EXCERPT
※ ※ ※

Rule: There are differing policies for expressing decades using numerals. Some write the 1980s and the ’80s, others write the 1980’s and the 80’s. However, using two apostrophes (the ’80’s) is awkward and is not recommended.

Correct:
During the ’80s, the world’s economy grew.
During the 1980s, the world’s economy grew.
During the 1980’s, the world’s economy grew.

Not Advised:
During the ’80’s, the world’s economy grew.

Rule: Some writers spell out the time of day, others prefer numbers.

Example: She gets up at four thirty before the baby wakes up.
Example: The baby wakes up at 5 o’clock in the morning.

Rule: Some use numerals with the time of day when exact times are being emphasized.

Example: Her flight leaves at 6:22 a.m.
Example: Please arrive by 12:30 p.m. sharp.

Rule: It is clearer to use noon and midnight rather than 12:00 p.m. or 12:00 a.m.

Note: You may use AM and PM, A.M. and P.M., am and pm, or a.m. and p.m.
Some put a space after the numeral, others do not.

Example: Her flight leaves at 6:22 a.m.
Example: Her flight leaves at 6:22am.
Example: Please arrive by 12:30 P.M. sharp.

Rule: As you will see in the following examples, there are a number of options for expressing date and time ranges. Take care to express the ranges clearly, and be consistent.

Example (using an en dash in accordance with The Chicago Manual of Style. The en dash indicates up to and including, or through):
The fair will take place August 31–September 5.

Example (using a hyphen in accordance with The Associated Press Stylebook):
The fair will take place August 31-September 5.

Example (reasonably clear): The fair will take place from August 31 to September 5. Most people would interpret that the fair will begin on August 31 and extend to and including September 5. However, consider this sentence:

We will be visiting from August 31 to September 5.
Are the visitors departing on September 5 or staying through September 5?

Example (clear): We will be visiting from August 31 through September 5.

Note: Do not use a hyphen or en dash when from or between is used before the first date or time.

※ ※ ※

SOURCE MATERIAL
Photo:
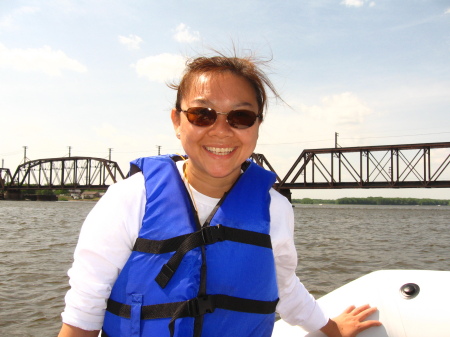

※ ※ ※

INSTRUCTIONS
1 - Which pairs of abbreviations for morning and afternoon does the number style guide say you may use?
2 - Carry the number style guide on from its final note about using from or between before the first date or time.

RESULTS IN ORDER
1 - AM and PM; A.M. and P.M.; am and pm; a.m. and p.m.

2 -
Incorrect example: We will be visiting on August 31, 2017, from 2:00 p.m.–4:00 p.m.

Examples (exact beginning and end dates not important):
The Straus family lived in the neighborhood from 1949 to 2012. (from followed by to)
The Straus family lived in the neighborhood between 1949 and 2012. (between followed by and)

Example (with exact dates): The Straus family lived in the neighborhood from January 1, 1949, to October 18, 2012.

 

Pop Quiz:
Correct or Incorrect?

1. The last outbreak of smallpox occurred in the late seventy’s.
2. Can you get here by 12:00 midnight?
3. Please deliver the package by August 1st.
4. Her flight leaves at 5:00 a.m. in the morning.
5. The market is open from 9 am to 9 p.m.
6. Traffic will be detoured on Saturday, April 22, from 1:00 p.m. and 4:00 p.m.

 

Pop Quiz Answers

1. The last outbreak of smallpox occurred in the late seventies.
2. Can you get here by midnight? (leave out 12:00)
3. Please deliver the package by August 1. (OR by the first of August OR by the 1st of August)
4. “5:00 a.m. in the morning” is redundant. Leave out one or the other:
Her flight leaves at 5:00 a.m. OR Her flight leaves at 5:00 in the morning.
5. The market is open from 9 am to 9 pm. OR 9 a.m. to 9 p.m.
6. Traffic will be detoured on Saturday, April 22, from 1:00 p.m. to 4:00 p.m. OR between 1:00 p.m. and 4:00 p.m. OR Traffic will be detoured on Saturday, April 22, 1:00 p.m.–4:00 p.m. OR 1:00 p.m.-4:00 p.m. OR use pm, PM, or P.M.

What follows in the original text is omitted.